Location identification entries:
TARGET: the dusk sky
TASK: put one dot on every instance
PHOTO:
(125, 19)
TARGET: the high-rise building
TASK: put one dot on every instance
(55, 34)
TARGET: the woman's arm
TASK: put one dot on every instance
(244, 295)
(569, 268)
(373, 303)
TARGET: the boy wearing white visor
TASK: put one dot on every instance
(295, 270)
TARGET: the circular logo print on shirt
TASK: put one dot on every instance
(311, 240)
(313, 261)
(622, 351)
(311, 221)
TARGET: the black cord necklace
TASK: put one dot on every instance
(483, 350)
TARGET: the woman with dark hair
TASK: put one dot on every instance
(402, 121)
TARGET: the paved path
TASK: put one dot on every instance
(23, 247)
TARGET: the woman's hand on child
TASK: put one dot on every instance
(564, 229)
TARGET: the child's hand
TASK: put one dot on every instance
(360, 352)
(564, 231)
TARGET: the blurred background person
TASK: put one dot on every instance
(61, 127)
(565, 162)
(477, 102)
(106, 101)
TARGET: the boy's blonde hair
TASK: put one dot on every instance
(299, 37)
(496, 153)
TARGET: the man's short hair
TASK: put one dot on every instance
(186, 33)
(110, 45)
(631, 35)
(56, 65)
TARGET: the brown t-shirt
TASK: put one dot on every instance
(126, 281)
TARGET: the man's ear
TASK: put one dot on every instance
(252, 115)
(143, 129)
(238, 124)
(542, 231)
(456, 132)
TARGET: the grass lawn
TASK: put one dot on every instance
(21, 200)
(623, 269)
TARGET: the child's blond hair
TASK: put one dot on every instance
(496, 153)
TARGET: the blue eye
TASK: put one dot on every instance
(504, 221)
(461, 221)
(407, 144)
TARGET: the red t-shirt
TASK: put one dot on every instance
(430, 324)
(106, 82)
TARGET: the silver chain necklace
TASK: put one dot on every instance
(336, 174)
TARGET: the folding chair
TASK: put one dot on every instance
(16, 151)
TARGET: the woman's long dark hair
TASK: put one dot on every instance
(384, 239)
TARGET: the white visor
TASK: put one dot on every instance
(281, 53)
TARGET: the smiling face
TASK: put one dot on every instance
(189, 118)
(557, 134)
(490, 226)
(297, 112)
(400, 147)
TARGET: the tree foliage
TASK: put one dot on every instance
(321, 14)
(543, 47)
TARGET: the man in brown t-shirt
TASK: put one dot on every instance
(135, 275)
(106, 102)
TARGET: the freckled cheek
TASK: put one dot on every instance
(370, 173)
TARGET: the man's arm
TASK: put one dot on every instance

WHAT IS NEEDED: Retype each line of the entries above, from the first to the last, with every character kept the same.

OUTPUT BELOW:
TARGET: the dusk sky
TASK: put one dot on every instance
PHOTO:
(125, 19)
TARGET: the high-rise building
TASK: put one dot on every instance
(55, 34)
TARGET: the woman's arm
TASK: put one dot on every instance
(244, 295)
(569, 268)
(373, 303)
TARGET: the boy wearing white visor
TASK: put one dot on every instance
(295, 270)
TARGET: the circular logo print on shirt
TASK: put one dot on every instance
(311, 240)
(313, 261)
(622, 351)
(311, 221)
TARGET: the black cord necklace
TASK: put one dot on every instance
(483, 350)
TARGET: the woman with dark hair
TASK: put one dot on every instance
(402, 121)
TARGET: the paved path
TASK: put one dot on every instance
(23, 247)
TARGET: the woman's hand on child
TASK: put one dot on every instance
(564, 229)
TARGET: the child's hand
TASK: put one dot on every instance
(360, 352)
(564, 231)
TARGET: the blurred background person
TASK: put one dot on every instance
(61, 127)
(565, 162)
(477, 102)
(106, 101)
TARGET: the boy's blonde hair
TASK: put one dot on every instance
(299, 37)
(496, 153)
TARGET: the man's short hair
TASK: put one dot on every instance
(186, 33)
(110, 45)
(631, 35)
(56, 65)
TARGET: the brown t-shirt
TASK: put one dot on every instance
(126, 281)
TARGET: the man's ear
TASK: put one dot on every instance
(252, 115)
(143, 129)
(238, 124)
(542, 231)
(456, 132)
TARGET: the grass lawn
TASK: put one dot on every instance
(21, 200)
(623, 269)
TARGET: the child's blond hair
TASK: put one dot on every instance
(496, 153)
TARGET: the blue eye
TASK: put one dot on every instance
(504, 221)
(461, 221)
(407, 144)
TARGET: the red t-shirt
TASK: put one dot on every instance
(430, 324)
(106, 82)
TARGET: the silver chain necklace
TASK: put one dot on every instance
(336, 174)
TARGET: the folding chair
TASK: put one dot on every instance
(16, 151)
TARGET: the woman's long dark hair
TASK: put one dot on every instance
(384, 239)
TARGET: the white visor
TASK: put one dot on every instance
(281, 53)
TARGET: the smiling face
TASK: put one dot on every instance
(189, 118)
(557, 134)
(490, 226)
(297, 112)
(400, 147)
TARGET: the tree foliage
TASK: put one dot on every instance
(321, 14)
(543, 47)
TARGET: the man in brown t-shirt
TASK: put one dot on every instance
(135, 275)
(106, 102)
TARGET: the freckled cheek
TASK: put one dot on every instance
(370, 173)
TARGET: the man's arm
TASK: put one dot on every instance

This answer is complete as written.